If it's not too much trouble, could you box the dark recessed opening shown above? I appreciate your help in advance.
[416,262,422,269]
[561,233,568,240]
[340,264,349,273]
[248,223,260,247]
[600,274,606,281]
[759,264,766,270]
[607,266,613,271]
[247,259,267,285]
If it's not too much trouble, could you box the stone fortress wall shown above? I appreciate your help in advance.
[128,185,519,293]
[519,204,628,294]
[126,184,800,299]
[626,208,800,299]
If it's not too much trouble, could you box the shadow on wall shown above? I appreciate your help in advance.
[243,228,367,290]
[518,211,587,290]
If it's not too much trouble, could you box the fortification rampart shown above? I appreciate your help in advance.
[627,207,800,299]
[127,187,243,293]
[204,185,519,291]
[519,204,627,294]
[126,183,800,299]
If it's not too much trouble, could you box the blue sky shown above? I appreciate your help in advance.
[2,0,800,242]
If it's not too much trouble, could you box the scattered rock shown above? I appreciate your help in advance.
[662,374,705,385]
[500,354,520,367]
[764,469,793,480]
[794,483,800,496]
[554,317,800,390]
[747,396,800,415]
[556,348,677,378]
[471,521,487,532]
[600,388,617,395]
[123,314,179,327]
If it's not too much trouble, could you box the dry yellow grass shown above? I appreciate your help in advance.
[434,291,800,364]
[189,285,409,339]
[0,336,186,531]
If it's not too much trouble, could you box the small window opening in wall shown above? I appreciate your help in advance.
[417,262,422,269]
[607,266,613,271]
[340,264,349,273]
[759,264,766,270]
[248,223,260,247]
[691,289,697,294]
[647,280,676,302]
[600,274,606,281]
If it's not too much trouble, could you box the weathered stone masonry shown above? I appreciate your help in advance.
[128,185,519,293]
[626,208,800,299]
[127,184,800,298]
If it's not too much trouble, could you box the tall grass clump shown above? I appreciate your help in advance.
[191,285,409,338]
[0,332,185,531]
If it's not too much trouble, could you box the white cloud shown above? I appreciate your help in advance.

- [PROBLEM DESCRIPTION]: In full and without alteration, copy the entries.

- [SOLUTION]:
If it's not too much trouble, could you box the dark recessed opening shown above? I appreciate your help in advance.
[416,262,422,269]
[561,233,568,240]
[340,264,349,273]
[248,223,260,247]
[600,274,606,281]
[759,264,766,270]
[607,266,613,271]
[247,259,267,285]
If it's not too much trouble, could you box the stone fortress wall shown above? I appreciate your help in advance.
[128,185,519,293]
[519,204,628,294]
[126,184,800,299]
[626,208,800,299]
If it's not too much trouble, could you box the shadow on wall shown above? I appreciate your help in advance.
[243,228,367,290]
[518,211,587,290]
If it's not too much trouble, could you box the fortification rampart shown above? I appreciate your help in advance.
[627,207,800,299]
[127,187,243,293]
[204,185,519,291]
[519,204,627,294]
[126,183,800,299]
If it's not too much trouble, could you box the blue sky shown above? I appreciate your help in advance.
[2,0,800,242]
If it's not too much trouble, could you box the scattered rock shown above? I appreciate your help in advance.
[662,374,705,385]
[500,354,520,367]
[764,469,793,480]
[794,483,800,496]
[554,317,800,390]
[747,396,800,415]
[556,348,677,378]
[471,521,487,532]
[600,388,617,395]
[123,314,179,327]
If it's not too much trouble, could you box the dry yellow grass shown above? I appreciate your help in advance.
[434,291,800,364]
[189,285,409,339]
[0,336,186,531]
If it's not too much trouble, could you box the small window opening in wall shown above? I appreciate your help in advance.
[417,262,422,269]
[607,266,613,271]
[340,264,349,273]
[759,264,766,270]
[248,223,260,247]
[691,289,697,294]
[647,280,676,302]
[600,274,606,281]
If it's not too much trouble, could you box the weathered stone masonry shown above? I appreciate your help in advance.
[128,185,519,293]
[626,208,800,299]
[127,184,800,298]
If it's not too much trouble, could you box the tall grass clump shown above? I appreciate your help in advance.
[191,285,409,338]
[0,332,185,531]
If it's not too much trouble, could you box the white cloud shown above? I appreciate your help in advance.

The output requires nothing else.